■ **Task brief**: Write the next part of the biography of the Austrian ophthalmologist Friedrich Jäger von Jaxtthal, starting right after its last sentence.

■ **Passage for review**:
----

Christoph Friedrich Jäger Ritter von Jaxtthal (4 September 1784 - 25 December 1871) was an Austrian ophthalmologist who was a native of Kirchberg an der Jagst.

==Early life and education==
He studied medicine in Vienna and Landshut, and in 1809 became a physician in the Napoleonic Wars. He later returned to Vienna, where in 1812 he received his medical degree at the university.

==Career==
In Vienna he served as an assistant to ophthalmologist Georg Joseph Beer (1763–1821), who would become his future father-in-law. From 1825 until 1848, he was a professor of ophthalmology at the Josephinum (school for military surgeons) in Vienna.

Friedrich Jäger von Jaxtthal was an influential physician and surgeon of ophthalmic medicine. Two of his more famous students in Vienna were Frédéric Jules Sichel (1802–1868) and Albrecht von Graefe (1828–1870). He was a personal physician to Prince Metternich (1773–1859), and the father of ophthalmologist Eduard Jäger von Jaxtthal (1818–1884).

----

■ **Extracted material**:
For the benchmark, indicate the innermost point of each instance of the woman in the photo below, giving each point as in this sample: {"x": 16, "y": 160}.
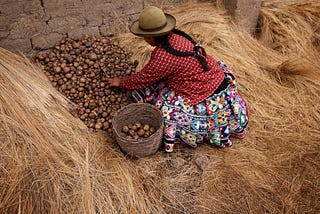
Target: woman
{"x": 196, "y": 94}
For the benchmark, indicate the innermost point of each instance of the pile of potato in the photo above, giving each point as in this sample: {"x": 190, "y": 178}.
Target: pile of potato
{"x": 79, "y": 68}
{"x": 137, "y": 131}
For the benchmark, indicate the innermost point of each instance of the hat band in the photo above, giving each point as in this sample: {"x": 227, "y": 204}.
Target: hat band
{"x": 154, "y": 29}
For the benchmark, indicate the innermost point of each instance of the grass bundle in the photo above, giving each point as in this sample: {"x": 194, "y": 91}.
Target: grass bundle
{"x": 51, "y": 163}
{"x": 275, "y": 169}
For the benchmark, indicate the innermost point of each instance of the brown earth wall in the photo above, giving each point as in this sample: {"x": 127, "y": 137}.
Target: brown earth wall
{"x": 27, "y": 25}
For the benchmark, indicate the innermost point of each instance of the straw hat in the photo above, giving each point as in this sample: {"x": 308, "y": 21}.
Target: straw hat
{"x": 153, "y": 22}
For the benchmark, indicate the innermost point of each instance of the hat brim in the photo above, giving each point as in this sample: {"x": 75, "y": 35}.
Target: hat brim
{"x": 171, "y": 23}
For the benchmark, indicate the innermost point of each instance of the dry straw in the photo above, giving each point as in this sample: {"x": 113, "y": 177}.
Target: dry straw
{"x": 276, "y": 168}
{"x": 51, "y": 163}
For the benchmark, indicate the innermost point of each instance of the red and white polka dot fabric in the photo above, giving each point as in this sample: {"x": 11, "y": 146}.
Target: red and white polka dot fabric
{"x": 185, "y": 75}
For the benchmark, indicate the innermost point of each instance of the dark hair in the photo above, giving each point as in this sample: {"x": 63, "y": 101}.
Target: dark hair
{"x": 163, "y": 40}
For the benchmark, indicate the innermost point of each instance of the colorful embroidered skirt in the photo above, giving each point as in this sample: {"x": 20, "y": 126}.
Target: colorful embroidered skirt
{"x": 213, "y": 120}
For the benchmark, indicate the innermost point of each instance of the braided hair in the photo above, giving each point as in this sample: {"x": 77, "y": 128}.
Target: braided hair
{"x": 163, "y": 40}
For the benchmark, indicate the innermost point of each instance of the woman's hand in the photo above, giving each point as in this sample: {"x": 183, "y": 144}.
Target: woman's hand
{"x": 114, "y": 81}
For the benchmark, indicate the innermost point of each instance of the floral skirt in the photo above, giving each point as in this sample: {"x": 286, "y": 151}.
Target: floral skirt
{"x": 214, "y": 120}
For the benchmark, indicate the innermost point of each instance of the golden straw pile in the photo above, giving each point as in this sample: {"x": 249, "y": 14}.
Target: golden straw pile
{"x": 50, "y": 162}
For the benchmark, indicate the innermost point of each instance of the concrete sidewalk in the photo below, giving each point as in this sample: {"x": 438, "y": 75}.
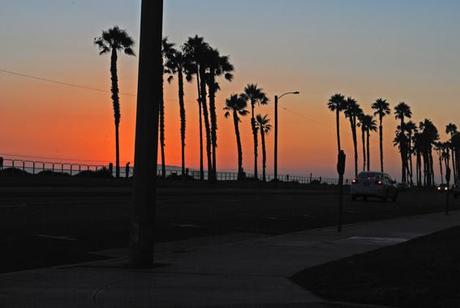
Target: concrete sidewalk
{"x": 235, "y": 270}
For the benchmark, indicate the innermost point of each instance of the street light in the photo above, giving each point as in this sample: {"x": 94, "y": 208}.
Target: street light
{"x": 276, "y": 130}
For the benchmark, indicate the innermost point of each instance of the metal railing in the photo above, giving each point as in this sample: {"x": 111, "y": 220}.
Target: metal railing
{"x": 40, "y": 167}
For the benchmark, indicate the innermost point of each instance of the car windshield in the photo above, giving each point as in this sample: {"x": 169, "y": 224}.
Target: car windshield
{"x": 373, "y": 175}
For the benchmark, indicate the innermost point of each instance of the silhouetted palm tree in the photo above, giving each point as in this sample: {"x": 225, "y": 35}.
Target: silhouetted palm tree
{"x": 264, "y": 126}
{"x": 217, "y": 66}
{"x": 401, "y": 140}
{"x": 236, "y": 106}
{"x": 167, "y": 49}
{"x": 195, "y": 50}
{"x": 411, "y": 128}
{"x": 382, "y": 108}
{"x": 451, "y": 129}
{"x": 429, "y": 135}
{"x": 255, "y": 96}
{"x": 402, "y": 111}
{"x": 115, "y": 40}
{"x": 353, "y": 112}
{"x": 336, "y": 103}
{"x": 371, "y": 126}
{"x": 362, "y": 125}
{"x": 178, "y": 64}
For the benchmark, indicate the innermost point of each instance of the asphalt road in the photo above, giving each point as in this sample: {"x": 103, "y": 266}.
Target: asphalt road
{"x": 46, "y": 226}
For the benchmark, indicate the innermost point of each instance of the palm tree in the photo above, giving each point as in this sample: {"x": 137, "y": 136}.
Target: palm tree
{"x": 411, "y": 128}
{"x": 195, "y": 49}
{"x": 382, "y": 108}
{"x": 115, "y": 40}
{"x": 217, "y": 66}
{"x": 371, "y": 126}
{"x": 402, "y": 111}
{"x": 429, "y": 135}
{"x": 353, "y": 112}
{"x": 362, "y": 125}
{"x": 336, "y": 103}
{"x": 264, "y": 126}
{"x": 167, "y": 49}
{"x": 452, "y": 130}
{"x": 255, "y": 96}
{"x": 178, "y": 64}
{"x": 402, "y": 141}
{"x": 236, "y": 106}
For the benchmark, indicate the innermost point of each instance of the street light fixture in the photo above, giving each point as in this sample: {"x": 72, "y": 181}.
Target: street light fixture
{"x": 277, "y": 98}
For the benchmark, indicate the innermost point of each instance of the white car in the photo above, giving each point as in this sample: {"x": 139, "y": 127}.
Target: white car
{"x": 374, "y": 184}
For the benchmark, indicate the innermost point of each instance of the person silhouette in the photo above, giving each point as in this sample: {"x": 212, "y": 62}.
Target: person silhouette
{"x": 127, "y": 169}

----

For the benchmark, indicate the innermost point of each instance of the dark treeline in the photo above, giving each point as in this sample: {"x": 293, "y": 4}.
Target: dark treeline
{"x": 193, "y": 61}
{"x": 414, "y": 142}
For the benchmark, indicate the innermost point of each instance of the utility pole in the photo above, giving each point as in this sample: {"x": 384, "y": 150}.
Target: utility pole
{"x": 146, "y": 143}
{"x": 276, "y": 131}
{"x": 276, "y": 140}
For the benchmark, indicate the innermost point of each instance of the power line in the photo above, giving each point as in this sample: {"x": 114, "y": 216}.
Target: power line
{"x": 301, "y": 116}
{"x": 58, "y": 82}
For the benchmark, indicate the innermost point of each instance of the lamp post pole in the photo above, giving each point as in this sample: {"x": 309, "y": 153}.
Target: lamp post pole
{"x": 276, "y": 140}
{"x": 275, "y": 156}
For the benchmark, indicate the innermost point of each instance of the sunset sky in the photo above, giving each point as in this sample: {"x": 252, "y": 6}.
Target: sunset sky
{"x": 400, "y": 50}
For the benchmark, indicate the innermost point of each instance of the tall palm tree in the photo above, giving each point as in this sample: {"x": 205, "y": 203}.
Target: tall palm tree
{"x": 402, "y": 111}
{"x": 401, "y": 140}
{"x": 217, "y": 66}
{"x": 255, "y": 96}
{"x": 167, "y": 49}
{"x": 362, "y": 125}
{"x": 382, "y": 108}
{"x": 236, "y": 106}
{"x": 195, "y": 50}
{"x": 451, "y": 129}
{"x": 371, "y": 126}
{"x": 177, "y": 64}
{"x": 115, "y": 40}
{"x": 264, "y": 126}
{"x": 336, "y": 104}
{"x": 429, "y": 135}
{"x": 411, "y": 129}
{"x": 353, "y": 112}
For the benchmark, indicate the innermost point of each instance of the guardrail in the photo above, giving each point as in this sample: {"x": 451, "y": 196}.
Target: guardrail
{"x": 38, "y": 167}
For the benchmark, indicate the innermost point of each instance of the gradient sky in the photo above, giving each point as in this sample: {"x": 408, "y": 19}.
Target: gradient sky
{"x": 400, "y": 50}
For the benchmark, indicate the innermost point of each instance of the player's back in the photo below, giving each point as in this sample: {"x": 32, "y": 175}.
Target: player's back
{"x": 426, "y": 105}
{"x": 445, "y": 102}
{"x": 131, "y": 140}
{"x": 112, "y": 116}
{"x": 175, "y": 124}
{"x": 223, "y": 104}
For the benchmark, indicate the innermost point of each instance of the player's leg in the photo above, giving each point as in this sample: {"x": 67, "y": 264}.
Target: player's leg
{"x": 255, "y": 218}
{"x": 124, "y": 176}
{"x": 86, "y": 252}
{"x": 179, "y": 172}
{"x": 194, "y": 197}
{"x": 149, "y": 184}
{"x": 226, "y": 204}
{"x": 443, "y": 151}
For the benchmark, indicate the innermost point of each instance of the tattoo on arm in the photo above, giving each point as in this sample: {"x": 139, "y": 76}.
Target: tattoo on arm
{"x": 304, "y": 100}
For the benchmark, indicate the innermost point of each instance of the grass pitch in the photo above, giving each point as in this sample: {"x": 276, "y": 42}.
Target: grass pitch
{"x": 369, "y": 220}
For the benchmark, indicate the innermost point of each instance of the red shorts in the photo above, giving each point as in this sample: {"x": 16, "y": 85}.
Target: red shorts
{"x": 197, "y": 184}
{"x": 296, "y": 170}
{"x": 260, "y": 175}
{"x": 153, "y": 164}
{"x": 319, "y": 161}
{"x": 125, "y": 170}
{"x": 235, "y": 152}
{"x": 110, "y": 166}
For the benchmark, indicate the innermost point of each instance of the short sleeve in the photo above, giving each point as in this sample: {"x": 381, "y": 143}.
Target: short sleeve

----

■ **Your response**:
==Associated eponym==
- "Bartisch-Jaeger method": Historical eponym for surgical removal of the eyeball (bulbus oculi) for cancer of the eye. Named with German physician, Georg Bartisch (1535–1607). The procedure would later be improved upon by Italian ophthalmologist Francesco Flarer.

==Selected writings==
- De karatonyxide, Vienna, 1812.
- De ägyptische Augenentzündung, Vienna, 1840.